Records contained in a dataset
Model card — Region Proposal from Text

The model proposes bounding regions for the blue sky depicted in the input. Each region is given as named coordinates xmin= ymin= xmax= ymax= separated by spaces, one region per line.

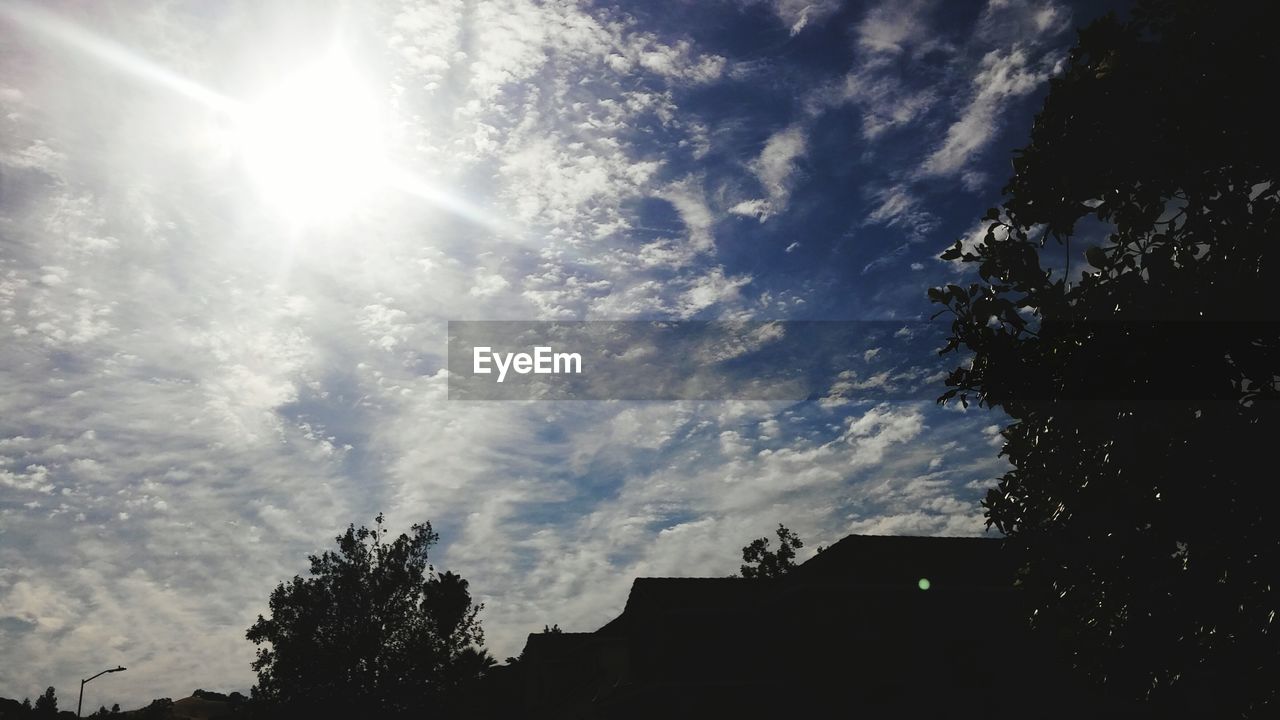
xmin=0 ymin=0 xmax=1116 ymax=707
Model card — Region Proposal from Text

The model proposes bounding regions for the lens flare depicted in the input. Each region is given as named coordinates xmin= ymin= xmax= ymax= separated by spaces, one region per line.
xmin=3 ymin=2 xmax=514 ymax=234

Prompt:
Line by line, write out the data above exactly, without the pictures.

Reply:
Model card — Region Proposal from Text

The model proposes bounding regions for the blue sky depicted in the input. Each region is given as named coordinates xmin= ymin= xmax= ymax= separated by spaces, one region per line.

xmin=0 ymin=0 xmax=1116 ymax=707
Model card — Region Proposal from Text

The model proposes bounding regions for the lens flare depicted in the input. Each region is given as named coordinates xmin= ymin= xmax= ymax= separated by spaces, one region per line.
xmin=3 ymin=2 xmax=514 ymax=234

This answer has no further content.